§ Your task:
State, as a number alone, how many lines of the entries contain the word "tower".

§ Data section:
※

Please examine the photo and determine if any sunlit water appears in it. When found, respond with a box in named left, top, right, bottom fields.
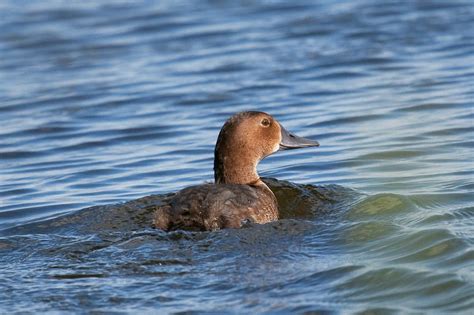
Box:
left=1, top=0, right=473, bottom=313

※

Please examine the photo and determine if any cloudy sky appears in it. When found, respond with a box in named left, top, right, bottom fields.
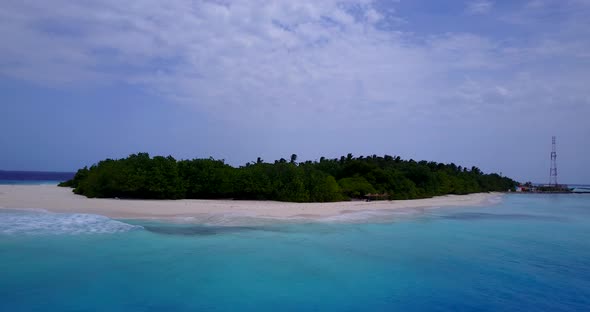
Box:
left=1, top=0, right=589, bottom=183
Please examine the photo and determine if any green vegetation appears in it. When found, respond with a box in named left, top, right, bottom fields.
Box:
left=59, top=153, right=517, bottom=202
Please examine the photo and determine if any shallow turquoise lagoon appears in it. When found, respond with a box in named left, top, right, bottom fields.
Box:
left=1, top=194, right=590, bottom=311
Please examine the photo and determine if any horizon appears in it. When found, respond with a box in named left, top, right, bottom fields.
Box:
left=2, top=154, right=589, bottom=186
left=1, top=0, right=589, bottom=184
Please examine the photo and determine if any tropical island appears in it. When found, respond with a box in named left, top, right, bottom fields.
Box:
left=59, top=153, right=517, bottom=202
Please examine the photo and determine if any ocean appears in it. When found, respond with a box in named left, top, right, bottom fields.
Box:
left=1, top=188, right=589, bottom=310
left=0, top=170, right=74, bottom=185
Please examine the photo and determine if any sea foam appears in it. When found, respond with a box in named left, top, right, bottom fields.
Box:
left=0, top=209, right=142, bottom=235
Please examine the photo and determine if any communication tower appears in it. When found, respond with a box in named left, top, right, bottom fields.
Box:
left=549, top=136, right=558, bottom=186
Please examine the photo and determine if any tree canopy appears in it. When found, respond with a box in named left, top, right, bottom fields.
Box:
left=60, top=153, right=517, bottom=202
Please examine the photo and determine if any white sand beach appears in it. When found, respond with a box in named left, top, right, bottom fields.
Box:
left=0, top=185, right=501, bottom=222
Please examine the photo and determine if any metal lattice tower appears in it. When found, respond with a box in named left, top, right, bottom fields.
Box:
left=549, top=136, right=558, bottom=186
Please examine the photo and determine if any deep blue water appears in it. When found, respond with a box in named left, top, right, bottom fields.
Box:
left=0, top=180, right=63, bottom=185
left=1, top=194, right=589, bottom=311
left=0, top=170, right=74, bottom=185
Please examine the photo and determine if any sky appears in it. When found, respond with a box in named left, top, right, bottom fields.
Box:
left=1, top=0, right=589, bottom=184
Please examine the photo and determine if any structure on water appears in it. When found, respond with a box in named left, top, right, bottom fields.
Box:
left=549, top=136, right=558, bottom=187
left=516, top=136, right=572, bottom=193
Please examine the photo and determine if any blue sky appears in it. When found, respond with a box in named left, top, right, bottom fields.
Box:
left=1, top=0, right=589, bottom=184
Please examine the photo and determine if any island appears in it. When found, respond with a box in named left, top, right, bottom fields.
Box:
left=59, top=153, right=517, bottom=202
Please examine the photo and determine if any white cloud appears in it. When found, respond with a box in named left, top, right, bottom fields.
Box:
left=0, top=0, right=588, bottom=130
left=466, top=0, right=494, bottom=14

※

§ Reply to the task:
2